- Passage for review -
- Opening Delimiter -

The terrible result, as Goffman sees it, is "two collusive factions in a state of total war. " The home, where wounds were meant to be licked, becomes precisely the place where they are inflicted." Like Malamud's tenants, "offender and offended remain locked together screaming, their fury and discomfort socially impacted, a case of organized disorganization." And this is the way more and more of us have come to live now.

If this is so, it forces us to face some disturbing questions about the breakthroughs of the sixties. For so many Americans, there were years of unprecedented personal expression and political confrontation. In every sphere, we "refused to keep our place," we broke boundaries, tore down walls, acted out what we felt, encouraged others to do the same. And where are we now? Goffman's final vision seems unrelievedly bleak. Life in the streets appears as a Hobbesian nightmare, life in the family an existential battleground. It seems terrifying both to go out and to stay in. And social life turns out to be far more fragile, more vulnerable than we thought.

Thus, when a so-called maniac and paranoid like G. "gives up everything" that family and society have to offer, his behavior "reminds us what our everything is, and then reminds us that this everything is not much. Asomewhat similar lesson is taught by other categories of troublemakers who do not keep their place." On this cryptic note the book ends.

Is Goffman's last judgment on the sixties, then, mea culpa? Is he telling us ' that when you tear down the walls of "the solid buildings of the world," you create ruins? This is part of his meaning – and part of the truth – but only a part. It is true that our recent personal and political experiments in living have helped bring some dreadful impulses up from the repressed depths, have engendered vicious acts and tragic dilemmas. It is now possible for anyone to rationalize anything he wants to do to anybody as heroic resistance to oppression – and harder than ever to judge both who is sincere and who is right. There is no honest radical I know who doesn't, at least in some moments, in some dark night of his soul, feel some responsibility and guilt.

And yet, if we think back to what life was really like in those peaceful and orderly times gone by – if we remember the quiet degradations that so many people endured for so long, while they obligingly "kept their place" – I think our nostalgia and regret will fade, and we will be willing to accept, in all its ambiguity, what we have done.

We will be – worried – as Goffman is worried – but not contrite. Tearing down walls does create ruins – for a while. But it also creates the space the chance to put up a better building. And it can give people a sense of their strength and beauty, of their power to build. In the last decade, Goffman’s work has been a source of power and inspiration, and we will need him even more for the work ahead.

- Closing Delimiter -

- Data excerpts -
- Opening Delimiter -

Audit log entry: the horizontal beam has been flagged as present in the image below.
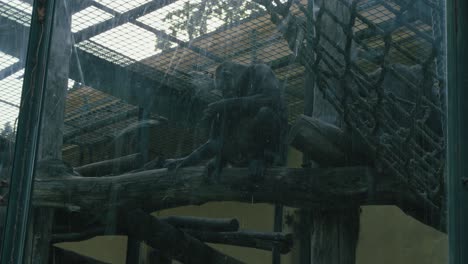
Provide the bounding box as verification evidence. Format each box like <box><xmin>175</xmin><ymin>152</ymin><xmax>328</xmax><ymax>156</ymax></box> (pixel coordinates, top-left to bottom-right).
<box><xmin>33</xmin><ymin>164</ymin><xmax>445</xmax><ymax>231</ymax></box>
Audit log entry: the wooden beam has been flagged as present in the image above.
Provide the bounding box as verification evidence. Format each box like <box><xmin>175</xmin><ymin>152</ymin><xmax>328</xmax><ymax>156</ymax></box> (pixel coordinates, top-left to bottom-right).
<box><xmin>120</xmin><ymin>209</ymin><xmax>242</xmax><ymax>264</ymax></box>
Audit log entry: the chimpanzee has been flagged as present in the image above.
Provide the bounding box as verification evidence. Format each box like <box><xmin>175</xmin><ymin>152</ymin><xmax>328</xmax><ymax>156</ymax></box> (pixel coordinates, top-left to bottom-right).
<box><xmin>165</xmin><ymin>62</ymin><xmax>287</xmax><ymax>182</ymax></box>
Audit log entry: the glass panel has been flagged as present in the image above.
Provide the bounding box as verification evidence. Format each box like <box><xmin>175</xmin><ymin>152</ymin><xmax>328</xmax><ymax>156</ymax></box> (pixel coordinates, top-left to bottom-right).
<box><xmin>0</xmin><ymin>0</ymin><xmax>32</xmax><ymax>243</ymax></box>
<box><xmin>12</xmin><ymin>0</ymin><xmax>447</xmax><ymax>263</ymax></box>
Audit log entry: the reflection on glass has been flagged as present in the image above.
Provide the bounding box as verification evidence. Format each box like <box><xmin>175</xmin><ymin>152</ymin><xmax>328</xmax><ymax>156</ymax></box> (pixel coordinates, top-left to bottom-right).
<box><xmin>0</xmin><ymin>0</ymin><xmax>447</xmax><ymax>263</ymax></box>
<box><xmin>0</xmin><ymin>0</ymin><xmax>32</xmax><ymax>243</ymax></box>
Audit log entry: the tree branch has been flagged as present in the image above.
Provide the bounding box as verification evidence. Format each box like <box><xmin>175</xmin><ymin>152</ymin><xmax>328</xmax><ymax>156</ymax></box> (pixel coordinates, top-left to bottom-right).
<box><xmin>120</xmin><ymin>209</ymin><xmax>242</xmax><ymax>264</ymax></box>
<box><xmin>33</xmin><ymin>167</ymin><xmax>441</xmax><ymax>232</ymax></box>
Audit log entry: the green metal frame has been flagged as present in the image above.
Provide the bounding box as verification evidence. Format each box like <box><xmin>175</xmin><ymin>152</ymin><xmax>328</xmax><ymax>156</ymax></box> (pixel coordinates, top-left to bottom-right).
<box><xmin>0</xmin><ymin>0</ymin><xmax>55</xmax><ymax>264</ymax></box>
<box><xmin>447</xmin><ymin>0</ymin><xmax>468</xmax><ymax>264</ymax></box>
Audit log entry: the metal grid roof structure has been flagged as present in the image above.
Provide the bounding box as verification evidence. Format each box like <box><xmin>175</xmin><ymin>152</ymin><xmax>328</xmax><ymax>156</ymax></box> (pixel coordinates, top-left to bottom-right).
<box><xmin>0</xmin><ymin>0</ymin><xmax>446</xmax><ymax>206</ymax></box>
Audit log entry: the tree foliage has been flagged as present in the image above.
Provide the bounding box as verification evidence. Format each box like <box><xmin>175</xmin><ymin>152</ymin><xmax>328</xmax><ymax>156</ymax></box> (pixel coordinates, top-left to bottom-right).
<box><xmin>156</xmin><ymin>0</ymin><xmax>265</xmax><ymax>49</ymax></box>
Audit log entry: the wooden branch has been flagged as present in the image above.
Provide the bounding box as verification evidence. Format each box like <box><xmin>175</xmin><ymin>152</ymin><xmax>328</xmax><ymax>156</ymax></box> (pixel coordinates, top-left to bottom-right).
<box><xmin>51</xmin><ymin>226</ymin><xmax>105</xmax><ymax>243</ymax></box>
<box><xmin>120</xmin><ymin>209</ymin><xmax>242</xmax><ymax>264</ymax></box>
<box><xmin>75</xmin><ymin>153</ymin><xmax>142</xmax><ymax>177</ymax></box>
<box><xmin>158</xmin><ymin>216</ymin><xmax>239</xmax><ymax>232</ymax></box>
<box><xmin>50</xmin><ymin>247</ymin><xmax>107</xmax><ymax>264</ymax></box>
<box><xmin>33</xmin><ymin>167</ymin><xmax>376</xmax><ymax>213</ymax></box>
<box><xmin>52</xmin><ymin>216</ymin><xmax>239</xmax><ymax>243</ymax></box>
<box><xmin>288</xmin><ymin>115</ymin><xmax>371</xmax><ymax>166</ymax></box>
<box><xmin>33</xmin><ymin>167</ymin><xmax>443</xmax><ymax>230</ymax></box>
<box><xmin>184</xmin><ymin>229</ymin><xmax>293</xmax><ymax>254</ymax></box>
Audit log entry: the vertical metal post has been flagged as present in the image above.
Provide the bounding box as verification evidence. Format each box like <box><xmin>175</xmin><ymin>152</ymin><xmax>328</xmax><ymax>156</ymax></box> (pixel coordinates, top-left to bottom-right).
<box><xmin>447</xmin><ymin>0</ymin><xmax>468</xmax><ymax>264</ymax></box>
<box><xmin>299</xmin><ymin>0</ymin><xmax>315</xmax><ymax>264</ymax></box>
<box><xmin>0</xmin><ymin>0</ymin><xmax>55</xmax><ymax>264</ymax></box>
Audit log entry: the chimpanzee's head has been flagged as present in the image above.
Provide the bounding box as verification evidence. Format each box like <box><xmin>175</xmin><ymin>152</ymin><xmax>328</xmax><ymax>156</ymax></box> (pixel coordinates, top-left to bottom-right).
<box><xmin>214</xmin><ymin>61</ymin><xmax>248</xmax><ymax>98</ymax></box>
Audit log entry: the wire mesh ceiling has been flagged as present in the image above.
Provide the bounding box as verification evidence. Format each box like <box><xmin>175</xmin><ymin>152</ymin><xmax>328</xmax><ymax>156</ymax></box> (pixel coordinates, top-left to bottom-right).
<box><xmin>0</xmin><ymin>0</ymin><xmax>445</xmax><ymax>210</ymax></box>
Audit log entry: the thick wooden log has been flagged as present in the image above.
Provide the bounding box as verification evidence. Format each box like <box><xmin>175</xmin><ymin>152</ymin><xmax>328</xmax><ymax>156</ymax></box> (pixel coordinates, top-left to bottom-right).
<box><xmin>33</xmin><ymin>167</ymin><xmax>443</xmax><ymax>231</ymax></box>
<box><xmin>184</xmin><ymin>229</ymin><xmax>293</xmax><ymax>254</ymax></box>
<box><xmin>75</xmin><ymin>153</ymin><xmax>142</xmax><ymax>177</ymax></box>
<box><xmin>33</xmin><ymin>167</ymin><xmax>376</xmax><ymax>212</ymax></box>
<box><xmin>120</xmin><ymin>210</ymin><xmax>242</xmax><ymax>264</ymax></box>
<box><xmin>159</xmin><ymin>216</ymin><xmax>239</xmax><ymax>232</ymax></box>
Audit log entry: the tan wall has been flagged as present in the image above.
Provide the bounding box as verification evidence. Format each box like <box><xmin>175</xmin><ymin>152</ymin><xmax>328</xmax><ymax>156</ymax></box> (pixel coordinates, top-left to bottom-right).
<box><xmin>58</xmin><ymin>147</ymin><xmax>448</xmax><ymax>264</ymax></box>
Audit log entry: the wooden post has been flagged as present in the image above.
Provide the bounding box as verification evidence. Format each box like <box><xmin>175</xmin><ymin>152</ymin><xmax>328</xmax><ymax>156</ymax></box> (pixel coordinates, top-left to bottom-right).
<box><xmin>300</xmin><ymin>0</ymin><xmax>360</xmax><ymax>264</ymax></box>
<box><xmin>0</xmin><ymin>0</ymin><xmax>55</xmax><ymax>264</ymax></box>
<box><xmin>28</xmin><ymin>0</ymin><xmax>71</xmax><ymax>264</ymax></box>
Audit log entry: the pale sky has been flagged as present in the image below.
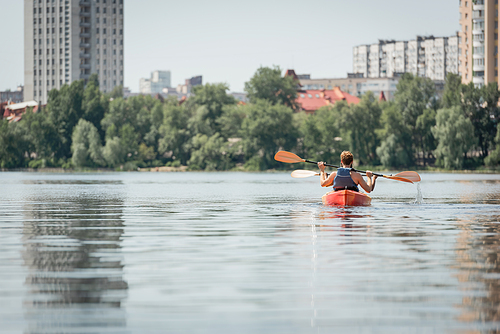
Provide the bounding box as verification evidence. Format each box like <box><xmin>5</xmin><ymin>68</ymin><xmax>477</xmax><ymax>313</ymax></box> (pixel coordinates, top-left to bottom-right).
<box><xmin>0</xmin><ymin>0</ymin><xmax>459</xmax><ymax>92</ymax></box>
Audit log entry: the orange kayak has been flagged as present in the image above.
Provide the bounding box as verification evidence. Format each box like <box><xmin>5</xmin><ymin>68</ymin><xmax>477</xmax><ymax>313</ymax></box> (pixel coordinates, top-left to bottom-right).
<box><xmin>321</xmin><ymin>190</ymin><xmax>372</xmax><ymax>206</ymax></box>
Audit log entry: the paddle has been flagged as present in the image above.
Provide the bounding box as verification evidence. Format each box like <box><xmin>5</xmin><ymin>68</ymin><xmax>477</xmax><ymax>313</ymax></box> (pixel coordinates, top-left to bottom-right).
<box><xmin>274</xmin><ymin>151</ymin><xmax>420</xmax><ymax>183</ymax></box>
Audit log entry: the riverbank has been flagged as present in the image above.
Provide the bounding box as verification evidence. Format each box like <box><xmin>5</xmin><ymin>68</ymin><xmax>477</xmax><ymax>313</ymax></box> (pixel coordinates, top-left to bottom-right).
<box><xmin>0</xmin><ymin>166</ymin><xmax>500</xmax><ymax>174</ymax></box>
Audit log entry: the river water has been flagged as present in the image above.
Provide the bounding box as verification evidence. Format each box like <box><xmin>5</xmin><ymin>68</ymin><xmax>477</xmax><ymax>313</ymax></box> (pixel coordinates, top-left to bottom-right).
<box><xmin>0</xmin><ymin>173</ymin><xmax>500</xmax><ymax>333</ymax></box>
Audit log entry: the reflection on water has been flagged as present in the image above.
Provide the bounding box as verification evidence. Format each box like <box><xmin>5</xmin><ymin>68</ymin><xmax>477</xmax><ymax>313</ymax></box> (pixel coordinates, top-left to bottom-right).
<box><xmin>457</xmin><ymin>214</ymin><xmax>500</xmax><ymax>333</ymax></box>
<box><xmin>22</xmin><ymin>185</ymin><xmax>128</xmax><ymax>333</ymax></box>
<box><xmin>0</xmin><ymin>173</ymin><xmax>500</xmax><ymax>334</ymax></box>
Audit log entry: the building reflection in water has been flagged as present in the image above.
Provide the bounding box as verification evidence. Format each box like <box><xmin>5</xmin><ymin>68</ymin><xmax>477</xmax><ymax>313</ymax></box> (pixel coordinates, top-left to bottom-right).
<box><xmin>23</xmin><ymin>188</ymin><xmax>128</xmax><ymax>333</ymax></box>
<box><xmin>456</xmin><ymin>215</ymin><xmax>500</xmax><ymax>333</ymax></box>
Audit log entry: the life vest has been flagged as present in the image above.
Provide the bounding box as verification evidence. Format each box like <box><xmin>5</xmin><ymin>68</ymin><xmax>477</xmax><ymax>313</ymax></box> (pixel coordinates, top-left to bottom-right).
<box><xmin>333</xmin><ymin>167</ymin><xmax>359</xmax><ymax>191</ymax></box>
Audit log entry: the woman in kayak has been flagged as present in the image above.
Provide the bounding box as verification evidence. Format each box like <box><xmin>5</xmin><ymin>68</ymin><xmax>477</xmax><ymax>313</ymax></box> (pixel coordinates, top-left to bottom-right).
<box><xmin>318</xmin><ymin>151</ymin><xmax>377</xmax><ymax>193</ymax></box>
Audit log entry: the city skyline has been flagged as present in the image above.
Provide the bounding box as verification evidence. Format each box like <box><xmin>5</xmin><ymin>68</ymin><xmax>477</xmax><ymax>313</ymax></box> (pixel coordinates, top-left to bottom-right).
<box><xmin>0</xmin><ymin>0</ymin><xmax>459</xmax><ymax>91</ymax></box>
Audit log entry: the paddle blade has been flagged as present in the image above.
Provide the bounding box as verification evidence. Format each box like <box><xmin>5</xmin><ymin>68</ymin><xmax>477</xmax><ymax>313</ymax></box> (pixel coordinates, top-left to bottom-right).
<box><xmin>274</xmin><ymin>151</ymin><xmax>305</xmax><ymax>164</ymax></box>
<box><xmin>394</xmin><ymin>171</ymin><xmax>421</xmax><ymax>182</ymax></box>
<box><xmin>292</xmin><ymin>169</ymin><xmax>319</xmax><ymax>179</ymax></box>
<box><xmin>382</xmin><ymin>175</ymin><xmax>413</xmax><ymax>183</ymax></box>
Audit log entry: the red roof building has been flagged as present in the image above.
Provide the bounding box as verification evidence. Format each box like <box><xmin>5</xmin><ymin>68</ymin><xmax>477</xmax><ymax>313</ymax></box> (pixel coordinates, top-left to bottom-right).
<box><xmin>297</xmin><ymin>87</ymin><xmax>360</xmax><ymax>113</ymax></box>
<box><xmin>3</xmin><ymin>101</ymin><xmax>38</xmax><ymax>123</ymax></box>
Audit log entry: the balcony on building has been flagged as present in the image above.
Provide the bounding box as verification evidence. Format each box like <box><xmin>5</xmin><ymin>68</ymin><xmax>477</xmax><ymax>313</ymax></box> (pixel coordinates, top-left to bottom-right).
<box><xmin>472</xmin><ymin>76</ymin><xmax>484</xmax><ymax>87</ymax></box>
<box><xmin>471</xmin><ymin>0</ymin><xmax>485</xmax><ymax>10</ymax></box>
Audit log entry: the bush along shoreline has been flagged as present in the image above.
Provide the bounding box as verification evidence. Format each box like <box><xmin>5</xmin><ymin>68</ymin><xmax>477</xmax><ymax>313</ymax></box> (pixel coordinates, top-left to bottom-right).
<box><xmin>0</xmin><ymin>67</ymin><xmax>500</xmax><ymax>172</ymax></box>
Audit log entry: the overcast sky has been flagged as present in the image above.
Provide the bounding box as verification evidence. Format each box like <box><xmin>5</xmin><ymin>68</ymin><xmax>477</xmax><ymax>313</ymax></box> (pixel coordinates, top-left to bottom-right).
<box><xmin>0</xmin><ymin>0</ymin><xmax>459</xmax><ymax>92</ymax></box>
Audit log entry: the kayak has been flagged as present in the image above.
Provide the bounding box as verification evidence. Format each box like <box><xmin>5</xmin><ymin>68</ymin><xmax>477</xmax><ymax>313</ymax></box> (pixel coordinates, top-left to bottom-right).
<box><xmin>321</xmin><ymin>190</ymin><xmax>372</xmax><ymax>206</ymax></box>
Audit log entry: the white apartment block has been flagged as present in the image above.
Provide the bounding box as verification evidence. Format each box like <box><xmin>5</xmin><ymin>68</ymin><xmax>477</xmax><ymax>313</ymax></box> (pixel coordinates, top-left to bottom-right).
<box><xmin>24</xmin><ymin>0</ymin><xmax>124</xmax><ymax>104</ymax></box>
<box><xmin>139</xmin><ymin>71</ymin><xmax>172</xmax><ymax>94</ymax></box>
<box><xmin>353</xmin><ymin>36</ymin><xmax>459</xmax><ymax>80</ymax></box>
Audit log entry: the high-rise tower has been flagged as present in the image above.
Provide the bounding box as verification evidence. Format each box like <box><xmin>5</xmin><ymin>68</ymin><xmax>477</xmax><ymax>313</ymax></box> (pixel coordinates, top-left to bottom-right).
<box><xmin>459</xmin><ymin>0</ymin><xmax>499</xmax><ymax>87</ymax></box>
<box><xmin>24</xmin><ymin>0</ymin><xmax>124</xmax><ymax>103</ymax></box>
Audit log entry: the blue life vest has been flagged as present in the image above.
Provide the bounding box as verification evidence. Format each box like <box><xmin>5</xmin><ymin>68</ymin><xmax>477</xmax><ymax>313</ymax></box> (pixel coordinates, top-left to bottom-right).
<box><xmin>333</xmin><ymin>167</ymin><xmax>359</xmax><ymax>191</ymax></box>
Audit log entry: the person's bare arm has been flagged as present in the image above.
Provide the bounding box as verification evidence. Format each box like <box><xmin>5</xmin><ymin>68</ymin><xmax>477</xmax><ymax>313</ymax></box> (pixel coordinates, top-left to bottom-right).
<box><xmin>351</xmin><ymin>171</ymin><xmax>377</xmax><ymax>193</ymax></box>
<box><xmin>318</xmin><ymin>162</ymin><xmax>337</xmax><ymax>187</ymax></box>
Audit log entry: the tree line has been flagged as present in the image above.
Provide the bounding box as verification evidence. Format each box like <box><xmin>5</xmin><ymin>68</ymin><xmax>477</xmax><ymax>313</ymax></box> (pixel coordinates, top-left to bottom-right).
<box><xmin>0</xmin><ymin>67</ymin><xmax>500</xmax><ymax>170</ymax></box>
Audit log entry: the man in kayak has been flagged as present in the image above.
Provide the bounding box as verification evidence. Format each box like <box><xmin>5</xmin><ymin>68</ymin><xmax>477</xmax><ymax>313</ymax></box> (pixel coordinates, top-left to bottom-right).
<box><xmin>318</xmin><ymin>151</ymin><xmax>377</xmax><ymax>193</ymax></box>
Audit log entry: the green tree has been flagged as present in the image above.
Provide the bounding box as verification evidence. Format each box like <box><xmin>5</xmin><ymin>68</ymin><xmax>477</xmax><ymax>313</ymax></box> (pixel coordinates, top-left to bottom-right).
<box><xmin>341</xmin><ymin>92</ymin><xmax>382</xmax><ymax>164</ymax></box>
<box><xmin>245</xmin><ymin>66</ymin><xmax>298</xmax><ymax>110</ymax></box>
<box><xmin>394</xmin><ymin>73</ymin><xmax>438</xmax><ymax>164</ymax></box>
<box><xmin>484</xmin><ymin>127</ymin><xmax>500</xmax><ymax>167</ymax></box>
<box><xmin>188</xmin><ymin>133</ymin><xmax>230</xmax><ymax>170</ymax></box>
<box><xmin>432</xmin><ymin>107</ymin><xmax>477</xmax><ymax>169</ymax></box>
<box><xmin>242</xmin><ymin>100</ymin><xmax>298</xmax><ymax>169</ymax></box>
<box><xmin>159</xmin><ymin>104</ymin><xmax>192</xmax><ymax>165</ymax></box>
<box><xmin>47</xmin><ymin>80</ymin><xmax>84</xmax><ymax>158</ymax></box>
<box><xmin>102</xmin><ymin>137</ymin><xmax>126</xmax><ymax>167</ymax></box>
<box><xmin>0</xmin><ymin>120</ymin><xmax>29</xmax><ymax>168</ymax></box>
<box><xmin>71</xmin><ymin>119</ymin><xmax>105</xmax><ymax>167</ymax></box>
<box><xmin>376</xmin><ymin>102</ymin><xmax>414</xmax><ymax>167</ymax></box>
<box><xmin>19</xmin><ymin>109</ymin><xmax>61</xmax><ymax>166</ymax></box>
<box><xmin>82</xmin><ymin>73</ymin><xmax>108</xmax><ymax>139</ymax></box>
<box><xmin>189</xmin><ymin>84</ymin><xmax>236</xmax><ymax>136</ymax></box>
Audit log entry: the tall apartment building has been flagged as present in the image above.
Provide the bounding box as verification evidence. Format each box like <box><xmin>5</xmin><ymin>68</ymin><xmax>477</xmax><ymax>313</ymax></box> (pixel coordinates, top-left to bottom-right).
<box><xmin>353</xmin><ymin>36</ymin><xmax>459</xmax><ymax>80</ymax></box>
<box><xmin>459</xmin><ymin>0</ymin><xmax>499</xmax><ymax>87</ymax></box>
<box><xmin>139</xmin><ymin>71</ymin><xmax>172</xmax><ymax>94</ymax></box>
<box><xmin>24</xmin><ymin>0</ymin><xmax>124</xmax><ymax>104</ymax></box>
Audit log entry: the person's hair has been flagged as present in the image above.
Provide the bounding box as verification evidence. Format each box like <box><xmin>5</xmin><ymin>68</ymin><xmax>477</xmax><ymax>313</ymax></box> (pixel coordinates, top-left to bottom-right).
<box><xmin>340</xmin><ymin>151</ymin><xmax>354</xmax><ymax>166</ymax></box>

- Closing Delimiter -

- Work to be completed -
Quote the passage above about Goffman and the sixties in full, word for word.

- Solution to this exercise -
The terrible result, as Goffman sees it, is "two collusive factions in a state of total war. " The home, where wounds were meant to be licked, becomes precisely the place where they are inflicted." Like Malamud's tenants, "offender and offended remain locked together screaming, their fury and discomfort socially impacted, a case of organized disorganization." And this is the way more and more of us have come to live now.

If this is so, it forces us to face some disturbing questions about the breakthroughs of the sixties. For so many Americans, there were years of unprecedented personal expression and political confrontation. In every sphere, we "refused to keep our place," we broke boundaries, tore down walls, acted out what we felt, encouraged others to do the same. And where are we now? Goffman's final vision seems unrelievedly bleak. Life in the streets appears as a Hobbesian nightmare, life in the family an existential battleground. It seems terrifying both to go out and to stay in. And social life turns out to be far more fragile, more vulnerable than we thought.

Thus, when a so-called maniac and paranoid like G. "gives up everything" that family and society have to offer, his behavior "reminds us what our everything is, and then reminds us that this everything is not much. Asomewhat similar lesson is taught by other categories of troublemakers who do not keep their place." On this cryptic note the book ends.

Is Goffman's last judgment on the sixties, then, mea culpa? Is he telling us ' that when you tear down the walls of "the solid buildings of the world," you create ruins? This is part of his meaning – and part of the truth – but only a part. It is true that our recent personal and political experiments in living have helped bring some dreadful impulses up from the repressed depths, have engendered vicious acts and tragic dilemmas. It is now possible for anyone to rationalize anything he wants to do to anybody as heroic resistance to oppression – and harder than ever to judge both who is sincere and who is right. There is no honest radical I know who doesn't, at least in some moments, in some dark night of his soul, feel some responsibility and guilt.

And yet, if we think back to what life was really like in those peaceful and orderly times gone by – if we remember the quiet degradations that so many people endured for so long, while they obligingly "kept their place" – I think our nostalgia and regret will fade, and we will be willing to accept, in all its ambiguity, what we have done.

We will be – worried – as Goffman is worried – but not contrite. Tearing down walls does create ruins – for a while. But it also creates the space the chance to put up a better building. And it can give people a sense of their strength and beauty, of their power to build. In the last decade, Goffman’s work has been a source of power and inspiration, and we will need him even more for the work ahead.